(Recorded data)
- - -
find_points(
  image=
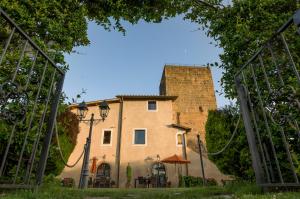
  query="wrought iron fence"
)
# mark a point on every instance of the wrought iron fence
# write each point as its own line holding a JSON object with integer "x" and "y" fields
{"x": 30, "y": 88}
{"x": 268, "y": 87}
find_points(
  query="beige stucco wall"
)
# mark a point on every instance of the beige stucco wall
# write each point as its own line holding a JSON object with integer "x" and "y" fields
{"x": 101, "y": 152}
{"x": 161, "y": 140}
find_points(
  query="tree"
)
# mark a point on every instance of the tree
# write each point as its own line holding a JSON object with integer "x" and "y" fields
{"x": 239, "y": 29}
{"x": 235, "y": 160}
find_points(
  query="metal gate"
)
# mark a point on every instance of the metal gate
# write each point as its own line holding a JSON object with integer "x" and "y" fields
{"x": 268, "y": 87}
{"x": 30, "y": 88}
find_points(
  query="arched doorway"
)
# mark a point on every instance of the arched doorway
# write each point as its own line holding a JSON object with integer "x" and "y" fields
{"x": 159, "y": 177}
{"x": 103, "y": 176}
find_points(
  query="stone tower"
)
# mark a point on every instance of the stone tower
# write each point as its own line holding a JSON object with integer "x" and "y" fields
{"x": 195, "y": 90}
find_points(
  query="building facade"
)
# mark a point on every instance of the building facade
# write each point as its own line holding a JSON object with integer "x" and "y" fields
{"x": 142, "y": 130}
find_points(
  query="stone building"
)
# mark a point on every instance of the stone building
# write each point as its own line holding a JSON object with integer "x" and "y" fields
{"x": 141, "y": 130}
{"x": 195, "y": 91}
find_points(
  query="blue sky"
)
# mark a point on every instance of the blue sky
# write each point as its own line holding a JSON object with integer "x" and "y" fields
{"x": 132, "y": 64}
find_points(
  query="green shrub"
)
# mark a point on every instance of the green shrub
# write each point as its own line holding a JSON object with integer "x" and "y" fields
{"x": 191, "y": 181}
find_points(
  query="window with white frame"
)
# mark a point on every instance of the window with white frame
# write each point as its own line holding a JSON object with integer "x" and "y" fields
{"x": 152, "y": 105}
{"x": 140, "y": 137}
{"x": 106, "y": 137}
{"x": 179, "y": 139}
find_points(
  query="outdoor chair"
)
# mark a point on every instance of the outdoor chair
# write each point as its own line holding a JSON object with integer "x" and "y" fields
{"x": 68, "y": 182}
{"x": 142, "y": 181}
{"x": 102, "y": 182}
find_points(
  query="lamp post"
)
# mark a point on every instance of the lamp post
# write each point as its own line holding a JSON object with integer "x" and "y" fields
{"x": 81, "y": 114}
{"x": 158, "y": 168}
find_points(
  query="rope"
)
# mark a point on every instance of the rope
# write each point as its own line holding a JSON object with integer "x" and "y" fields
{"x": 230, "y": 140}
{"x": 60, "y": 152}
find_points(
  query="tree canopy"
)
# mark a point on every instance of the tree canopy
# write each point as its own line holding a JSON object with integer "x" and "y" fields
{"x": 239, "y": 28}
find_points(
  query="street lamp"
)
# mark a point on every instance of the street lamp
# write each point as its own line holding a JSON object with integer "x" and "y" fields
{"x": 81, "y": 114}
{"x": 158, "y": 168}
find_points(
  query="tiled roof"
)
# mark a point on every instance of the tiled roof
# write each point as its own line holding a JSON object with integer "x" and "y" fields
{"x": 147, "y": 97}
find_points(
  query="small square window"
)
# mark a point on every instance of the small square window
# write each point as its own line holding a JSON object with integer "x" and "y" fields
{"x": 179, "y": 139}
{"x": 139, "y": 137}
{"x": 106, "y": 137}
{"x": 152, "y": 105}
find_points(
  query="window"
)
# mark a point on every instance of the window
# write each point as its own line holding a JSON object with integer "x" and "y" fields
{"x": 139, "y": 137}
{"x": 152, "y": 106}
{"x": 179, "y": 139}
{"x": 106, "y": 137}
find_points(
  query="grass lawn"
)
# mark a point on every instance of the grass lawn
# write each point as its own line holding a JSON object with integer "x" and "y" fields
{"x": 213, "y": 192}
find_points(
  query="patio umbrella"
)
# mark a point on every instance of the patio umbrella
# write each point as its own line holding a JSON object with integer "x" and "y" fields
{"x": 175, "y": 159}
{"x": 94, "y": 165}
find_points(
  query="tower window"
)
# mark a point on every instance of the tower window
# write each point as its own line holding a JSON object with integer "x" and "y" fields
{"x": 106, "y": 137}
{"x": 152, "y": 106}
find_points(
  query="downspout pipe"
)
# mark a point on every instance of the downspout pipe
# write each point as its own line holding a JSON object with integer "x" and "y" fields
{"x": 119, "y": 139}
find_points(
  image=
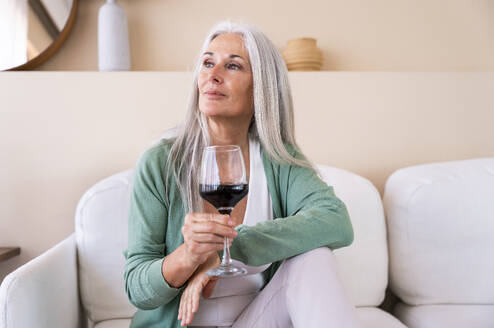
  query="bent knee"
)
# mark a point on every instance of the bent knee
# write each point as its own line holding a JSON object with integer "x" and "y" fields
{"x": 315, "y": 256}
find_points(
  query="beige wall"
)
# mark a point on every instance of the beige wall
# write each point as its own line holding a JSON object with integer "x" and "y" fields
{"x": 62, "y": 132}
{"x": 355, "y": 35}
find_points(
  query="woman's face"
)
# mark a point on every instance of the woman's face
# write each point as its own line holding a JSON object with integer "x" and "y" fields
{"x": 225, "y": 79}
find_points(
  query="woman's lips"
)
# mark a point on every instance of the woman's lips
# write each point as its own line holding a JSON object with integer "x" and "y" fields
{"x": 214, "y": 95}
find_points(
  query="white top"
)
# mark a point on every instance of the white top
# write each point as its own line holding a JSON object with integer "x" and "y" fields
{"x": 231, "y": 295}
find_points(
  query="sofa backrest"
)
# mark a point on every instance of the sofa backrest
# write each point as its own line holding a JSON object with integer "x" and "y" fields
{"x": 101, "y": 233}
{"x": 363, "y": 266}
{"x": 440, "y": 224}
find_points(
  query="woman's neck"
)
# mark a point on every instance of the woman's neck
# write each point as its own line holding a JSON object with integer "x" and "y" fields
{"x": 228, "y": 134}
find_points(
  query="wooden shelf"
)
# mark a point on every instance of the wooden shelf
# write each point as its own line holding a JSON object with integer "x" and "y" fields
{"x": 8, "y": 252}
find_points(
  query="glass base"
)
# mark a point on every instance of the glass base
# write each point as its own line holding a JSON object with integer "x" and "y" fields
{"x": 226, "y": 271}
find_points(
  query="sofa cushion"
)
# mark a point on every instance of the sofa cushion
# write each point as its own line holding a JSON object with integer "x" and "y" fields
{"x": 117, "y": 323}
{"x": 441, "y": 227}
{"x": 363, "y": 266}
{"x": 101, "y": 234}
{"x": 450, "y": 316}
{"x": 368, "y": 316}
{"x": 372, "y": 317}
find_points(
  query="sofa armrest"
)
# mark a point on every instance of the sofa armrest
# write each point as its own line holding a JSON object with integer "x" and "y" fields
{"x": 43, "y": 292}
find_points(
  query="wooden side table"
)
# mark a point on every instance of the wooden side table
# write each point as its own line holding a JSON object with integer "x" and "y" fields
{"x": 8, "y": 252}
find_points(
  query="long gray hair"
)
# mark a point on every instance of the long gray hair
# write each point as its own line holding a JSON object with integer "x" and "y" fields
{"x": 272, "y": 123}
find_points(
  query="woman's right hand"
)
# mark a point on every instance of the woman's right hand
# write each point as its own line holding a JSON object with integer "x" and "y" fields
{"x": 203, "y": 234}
- - -
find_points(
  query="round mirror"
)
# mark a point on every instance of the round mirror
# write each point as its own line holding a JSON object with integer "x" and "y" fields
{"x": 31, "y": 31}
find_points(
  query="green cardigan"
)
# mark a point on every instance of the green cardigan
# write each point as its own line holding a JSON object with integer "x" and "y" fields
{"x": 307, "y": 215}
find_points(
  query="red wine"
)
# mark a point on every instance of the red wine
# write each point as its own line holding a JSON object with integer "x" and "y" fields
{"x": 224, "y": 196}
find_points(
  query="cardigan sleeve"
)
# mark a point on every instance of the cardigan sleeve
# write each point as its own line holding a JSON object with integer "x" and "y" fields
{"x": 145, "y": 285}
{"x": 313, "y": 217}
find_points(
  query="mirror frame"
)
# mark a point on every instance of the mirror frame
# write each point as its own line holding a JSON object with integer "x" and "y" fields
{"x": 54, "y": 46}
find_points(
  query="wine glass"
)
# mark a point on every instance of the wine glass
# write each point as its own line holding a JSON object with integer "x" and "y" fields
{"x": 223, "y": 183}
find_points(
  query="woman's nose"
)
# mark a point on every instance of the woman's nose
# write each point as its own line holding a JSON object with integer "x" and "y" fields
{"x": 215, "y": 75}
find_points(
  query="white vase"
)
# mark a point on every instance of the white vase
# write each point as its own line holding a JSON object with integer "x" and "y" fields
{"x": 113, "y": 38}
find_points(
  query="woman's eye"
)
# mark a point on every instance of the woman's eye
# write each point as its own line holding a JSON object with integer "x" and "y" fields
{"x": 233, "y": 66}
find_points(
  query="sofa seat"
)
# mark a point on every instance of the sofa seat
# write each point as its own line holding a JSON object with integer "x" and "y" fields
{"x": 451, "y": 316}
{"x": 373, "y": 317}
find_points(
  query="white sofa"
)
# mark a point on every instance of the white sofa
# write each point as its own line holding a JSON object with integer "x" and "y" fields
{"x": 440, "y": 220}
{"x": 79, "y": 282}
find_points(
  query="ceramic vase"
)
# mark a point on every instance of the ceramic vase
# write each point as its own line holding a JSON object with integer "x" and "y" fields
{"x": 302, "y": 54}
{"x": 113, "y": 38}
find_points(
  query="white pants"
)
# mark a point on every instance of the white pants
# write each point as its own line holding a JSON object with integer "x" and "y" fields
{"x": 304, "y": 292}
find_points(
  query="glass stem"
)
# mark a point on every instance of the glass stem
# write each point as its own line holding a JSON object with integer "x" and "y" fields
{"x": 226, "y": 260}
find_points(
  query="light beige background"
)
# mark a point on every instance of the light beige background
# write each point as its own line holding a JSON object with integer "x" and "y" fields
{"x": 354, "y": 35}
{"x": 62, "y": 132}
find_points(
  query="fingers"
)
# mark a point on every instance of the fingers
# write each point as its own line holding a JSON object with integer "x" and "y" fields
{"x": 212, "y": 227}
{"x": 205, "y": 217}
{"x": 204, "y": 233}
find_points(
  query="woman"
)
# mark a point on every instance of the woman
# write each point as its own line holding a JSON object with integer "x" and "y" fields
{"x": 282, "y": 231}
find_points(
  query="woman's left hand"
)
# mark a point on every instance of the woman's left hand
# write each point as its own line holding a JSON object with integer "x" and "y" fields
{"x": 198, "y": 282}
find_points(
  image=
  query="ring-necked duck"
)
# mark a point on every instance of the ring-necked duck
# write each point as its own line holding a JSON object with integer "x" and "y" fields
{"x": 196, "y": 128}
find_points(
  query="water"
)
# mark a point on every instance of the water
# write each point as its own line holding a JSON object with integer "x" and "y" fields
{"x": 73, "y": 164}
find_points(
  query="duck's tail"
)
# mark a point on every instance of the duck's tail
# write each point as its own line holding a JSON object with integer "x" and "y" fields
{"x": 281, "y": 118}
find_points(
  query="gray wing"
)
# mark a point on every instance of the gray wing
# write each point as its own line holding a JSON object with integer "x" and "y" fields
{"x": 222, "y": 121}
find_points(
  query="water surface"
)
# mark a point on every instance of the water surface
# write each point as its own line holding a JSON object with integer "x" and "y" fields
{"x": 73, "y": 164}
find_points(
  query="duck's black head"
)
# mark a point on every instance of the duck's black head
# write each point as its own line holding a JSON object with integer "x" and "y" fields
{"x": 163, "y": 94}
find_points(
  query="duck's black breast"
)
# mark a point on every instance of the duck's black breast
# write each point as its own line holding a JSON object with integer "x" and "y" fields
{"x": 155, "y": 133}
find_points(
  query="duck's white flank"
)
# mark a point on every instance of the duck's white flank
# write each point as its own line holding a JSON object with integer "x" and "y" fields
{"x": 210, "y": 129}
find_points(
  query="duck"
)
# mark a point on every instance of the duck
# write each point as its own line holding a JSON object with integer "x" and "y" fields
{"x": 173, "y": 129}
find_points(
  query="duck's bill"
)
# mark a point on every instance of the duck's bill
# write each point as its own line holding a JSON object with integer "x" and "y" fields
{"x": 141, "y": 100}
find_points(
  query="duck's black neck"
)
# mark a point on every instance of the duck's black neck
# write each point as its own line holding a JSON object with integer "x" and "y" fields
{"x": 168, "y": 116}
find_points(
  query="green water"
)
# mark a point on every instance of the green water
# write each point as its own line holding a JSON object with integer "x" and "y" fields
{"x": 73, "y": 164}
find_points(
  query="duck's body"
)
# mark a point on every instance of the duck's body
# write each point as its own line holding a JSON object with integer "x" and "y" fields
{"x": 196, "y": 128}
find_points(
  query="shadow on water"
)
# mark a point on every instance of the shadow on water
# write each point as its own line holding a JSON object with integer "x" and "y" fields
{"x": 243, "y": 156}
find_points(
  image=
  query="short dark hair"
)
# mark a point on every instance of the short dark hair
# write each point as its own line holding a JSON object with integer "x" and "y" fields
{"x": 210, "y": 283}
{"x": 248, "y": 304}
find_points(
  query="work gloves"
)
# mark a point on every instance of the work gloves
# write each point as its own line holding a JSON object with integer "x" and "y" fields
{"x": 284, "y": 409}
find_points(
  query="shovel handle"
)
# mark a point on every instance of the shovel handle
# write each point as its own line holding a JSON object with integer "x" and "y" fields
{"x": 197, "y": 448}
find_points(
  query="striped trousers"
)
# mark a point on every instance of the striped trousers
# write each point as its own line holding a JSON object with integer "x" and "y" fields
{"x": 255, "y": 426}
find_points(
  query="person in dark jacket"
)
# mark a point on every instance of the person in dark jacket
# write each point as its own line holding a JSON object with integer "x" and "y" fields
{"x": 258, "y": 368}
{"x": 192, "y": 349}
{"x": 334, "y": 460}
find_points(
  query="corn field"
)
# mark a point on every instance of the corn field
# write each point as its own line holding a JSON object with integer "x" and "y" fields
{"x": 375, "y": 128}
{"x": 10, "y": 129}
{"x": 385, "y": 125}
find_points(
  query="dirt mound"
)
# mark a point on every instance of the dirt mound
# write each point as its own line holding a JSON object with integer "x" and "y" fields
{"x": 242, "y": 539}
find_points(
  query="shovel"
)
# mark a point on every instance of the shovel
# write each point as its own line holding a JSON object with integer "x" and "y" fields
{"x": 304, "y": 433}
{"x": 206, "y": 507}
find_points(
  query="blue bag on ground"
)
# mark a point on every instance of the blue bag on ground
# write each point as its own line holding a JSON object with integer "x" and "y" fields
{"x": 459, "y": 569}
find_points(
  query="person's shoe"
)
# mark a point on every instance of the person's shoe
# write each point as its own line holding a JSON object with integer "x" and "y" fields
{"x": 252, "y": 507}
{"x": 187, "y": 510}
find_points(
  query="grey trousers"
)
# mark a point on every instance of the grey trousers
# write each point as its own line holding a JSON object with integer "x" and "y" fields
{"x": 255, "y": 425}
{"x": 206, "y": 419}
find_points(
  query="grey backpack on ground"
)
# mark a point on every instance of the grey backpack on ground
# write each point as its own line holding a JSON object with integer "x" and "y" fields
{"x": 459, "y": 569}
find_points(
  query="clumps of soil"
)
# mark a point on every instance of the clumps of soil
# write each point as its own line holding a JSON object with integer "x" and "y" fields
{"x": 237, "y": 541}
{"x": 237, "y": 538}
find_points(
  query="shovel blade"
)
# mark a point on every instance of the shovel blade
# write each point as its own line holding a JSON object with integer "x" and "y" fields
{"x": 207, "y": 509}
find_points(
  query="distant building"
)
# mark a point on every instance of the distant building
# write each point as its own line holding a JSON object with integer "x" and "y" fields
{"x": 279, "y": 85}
- - -
▸ Written task: Locate every line in the records above that contains the string "street", and copy each such line.

▸ Exercise output:
  query="street lamp"
# mark a point on every instance of the street lamp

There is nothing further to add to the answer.